**Exercise text**
# # # #

During a speech at the Marrakesh Economic Festival in Morocco today (12 October), he said: "We have done a lot over the last two years. A lot of that policy is still to come through, and there is still policy transmission in the pipeline.
"Whether we have done enough - or whether we have more to do - I think is becoming a more finely balanced issue. But we will do what we need to do in order to have inflation at 2% on a lasting basis."
However, Pill also gave strong indications that rates would remain higher for longer: "We are not done."
"It is premature, in my view, from a policy perspective, to talk about the unwinding," he said. "We are still in a phase of inflation back to 2% and we should not be deflected from that phase. It is absolutely crucial that we reinforce the 2% anchor and that ultimately has to be the focus of policy."
Labour market
The labour market was a large focus for Pill, describing it as a "key area of concern" for the Bank of England, warning that the change in immigration rules after Brexit, as well as decreasing labour supply, had led to "issues around mismatch" and less flexibility.

# # # #

**Stored data**
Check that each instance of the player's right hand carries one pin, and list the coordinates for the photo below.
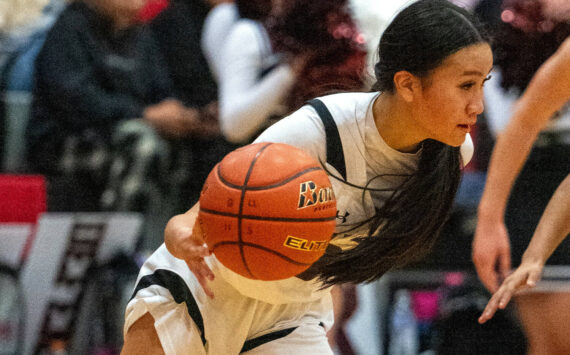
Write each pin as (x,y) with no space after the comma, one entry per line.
(491,253)
(525,276)
(187,243)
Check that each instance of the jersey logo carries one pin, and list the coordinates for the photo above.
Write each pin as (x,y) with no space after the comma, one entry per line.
(342,217)
(311,195)
(304,244)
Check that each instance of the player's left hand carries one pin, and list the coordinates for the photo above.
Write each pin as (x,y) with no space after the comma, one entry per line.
(187,243)
(524,277)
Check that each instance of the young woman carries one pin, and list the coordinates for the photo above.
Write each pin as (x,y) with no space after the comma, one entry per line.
(553,227)
(529,161)
(403,143)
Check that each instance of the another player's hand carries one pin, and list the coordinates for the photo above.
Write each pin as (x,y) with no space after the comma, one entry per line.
(491,253)
(526,276)
(187,243)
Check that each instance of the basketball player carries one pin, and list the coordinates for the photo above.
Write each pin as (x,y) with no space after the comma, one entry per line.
(544,315)
(553,227)
(405,142)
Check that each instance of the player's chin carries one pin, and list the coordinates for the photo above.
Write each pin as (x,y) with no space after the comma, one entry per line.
(454,140)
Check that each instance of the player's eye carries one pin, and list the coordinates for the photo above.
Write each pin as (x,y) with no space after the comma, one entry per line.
(467,85)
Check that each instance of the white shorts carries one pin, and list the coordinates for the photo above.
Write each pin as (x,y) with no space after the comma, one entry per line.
(188,322)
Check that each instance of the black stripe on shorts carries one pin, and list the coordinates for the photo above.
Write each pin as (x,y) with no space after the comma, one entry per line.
(255,342)
(179,290)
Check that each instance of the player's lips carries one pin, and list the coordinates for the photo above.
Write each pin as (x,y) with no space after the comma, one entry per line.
(465,127)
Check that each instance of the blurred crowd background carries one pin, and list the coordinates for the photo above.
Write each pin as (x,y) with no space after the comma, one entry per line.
(126,105)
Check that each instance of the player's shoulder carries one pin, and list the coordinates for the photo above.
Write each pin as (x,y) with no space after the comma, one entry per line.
(564,49)
(348,99)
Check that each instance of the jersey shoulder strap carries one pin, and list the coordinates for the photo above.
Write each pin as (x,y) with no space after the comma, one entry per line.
(335,153)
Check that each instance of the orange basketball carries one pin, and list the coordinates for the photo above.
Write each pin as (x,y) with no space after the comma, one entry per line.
(267,211)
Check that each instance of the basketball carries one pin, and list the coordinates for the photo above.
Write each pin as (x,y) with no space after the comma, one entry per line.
(267,211)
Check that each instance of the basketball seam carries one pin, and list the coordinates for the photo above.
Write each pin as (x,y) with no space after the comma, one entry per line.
(266,187)
(241,203)
(257,246)
(265,218)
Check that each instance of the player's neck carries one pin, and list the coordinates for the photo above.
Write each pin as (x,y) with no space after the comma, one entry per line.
(395,123)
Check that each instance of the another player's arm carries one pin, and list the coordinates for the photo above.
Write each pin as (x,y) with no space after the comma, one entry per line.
(547,92)
(184,240)
(142,339)
(553,227)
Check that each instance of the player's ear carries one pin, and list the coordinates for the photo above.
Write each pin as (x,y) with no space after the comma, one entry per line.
(406,85)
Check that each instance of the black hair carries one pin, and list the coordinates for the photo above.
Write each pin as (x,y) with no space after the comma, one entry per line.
(327,30)
(407,225)
(253,9)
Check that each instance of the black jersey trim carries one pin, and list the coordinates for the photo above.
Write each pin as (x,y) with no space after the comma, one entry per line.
(180,292)
(335,154)
(255,342)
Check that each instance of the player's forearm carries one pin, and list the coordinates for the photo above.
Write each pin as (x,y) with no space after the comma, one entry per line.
(509,155)
(553,227)
(546,93)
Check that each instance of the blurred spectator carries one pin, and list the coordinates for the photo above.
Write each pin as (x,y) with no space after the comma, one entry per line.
(178,30)
(279,54)
(529,33)
(217,26)
(23,25)
(103,114)
(151,9)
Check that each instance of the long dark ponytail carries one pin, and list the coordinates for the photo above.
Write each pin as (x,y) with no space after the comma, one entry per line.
(406,226)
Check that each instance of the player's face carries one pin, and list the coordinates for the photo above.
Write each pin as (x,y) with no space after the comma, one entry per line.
(558,10)
(452,95)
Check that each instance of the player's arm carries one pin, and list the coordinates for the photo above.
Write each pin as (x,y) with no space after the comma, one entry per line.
(142,339)
(184,240)
(553,227)
(547,92)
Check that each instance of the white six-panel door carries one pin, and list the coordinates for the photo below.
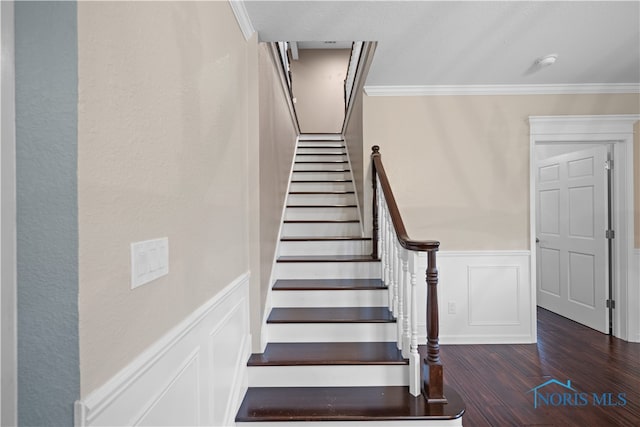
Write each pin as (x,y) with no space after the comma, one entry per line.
(571,220)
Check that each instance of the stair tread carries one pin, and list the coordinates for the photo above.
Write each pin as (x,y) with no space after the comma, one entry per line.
(322,162)
(323,206)
(279,404)
(337,153)
(327,258)
(316,221)
(327,284)
(323,192)
(322,146)
(331,315)
(315,181)
(338,353)
(322,170)
(322,238)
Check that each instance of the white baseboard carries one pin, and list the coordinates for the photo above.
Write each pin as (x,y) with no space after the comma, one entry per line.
(490,296)
(194,375)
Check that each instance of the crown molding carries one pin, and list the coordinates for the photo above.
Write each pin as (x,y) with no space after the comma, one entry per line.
(240,12)
(551,89)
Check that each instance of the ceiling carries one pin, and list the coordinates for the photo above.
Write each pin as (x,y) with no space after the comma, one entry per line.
(431,43)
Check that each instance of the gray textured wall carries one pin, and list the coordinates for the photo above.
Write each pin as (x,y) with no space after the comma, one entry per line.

# # # #

**Activity list**
#1 Answer these questions about the report on Pill's Marrakesh speech.
(a) At what event and on what date did Pill give his speech?
(b) At what level does Pill say the Bank of England aims to hold inflation, and on what basis?
(c) What phrase does Pill use to describe the labor market for the Bank of England?
#2 Pick up the report on Pill's Marrakesh speech after its final sentence and continue it.

**Responses per task**
#1
(a) At the Marrakesh Economic Festival in Morocco, on 12 October.
(b) At 2%, on a lasting basis.
(c) A "key area of concern."

#2
"We are seeing labour hoarding behaviour, and perhaps the re-emergence of insider outsider dynamics in wage-setting," Pill said.
This has recently been seen in a "big discrepancy" between the pay of new hires and incumbents, which would suggest the labour market was behaving in "a different way", he added.
The Bank is still trying to understand the implications of the furlough scheme, as the end of the scheme had not created the expected looseness in the labour market.
"Uncertainties around that period weigh on our interpretation of the labour market going forward," he said.
Pill added that excess savings accumulated during the pandemic had not created a consumption boom, as predicted, even as the BoE "increasingly thinks those have now been used up".
The chief economist also noted a summer 2022 Bank of England forecast, which saw a scenario where gas prices remained at their all-time highs and there was no fiscal response, which issued "pretty bleak" results.
The avoidance of these two hypotheticals explained "quite a lot" of the resilience in the economy, he argued, citing the "very big set of fiscal support" for households and a "significant reversion" of European wholesale gas prices.
Also speaking on the panel, Axel Weber, former chair of UBS and current president of the Center for Financial Studies, argued there was not "a trilemma, or even a dilemma" between monetary policy, fiscal policy and market stabilisation, as getting inflation to 2% was "absolutely essential".
He argued the "difficult part" would be bringing inflation down from 3%, where expectations tend to historically settle after periods of high inflation.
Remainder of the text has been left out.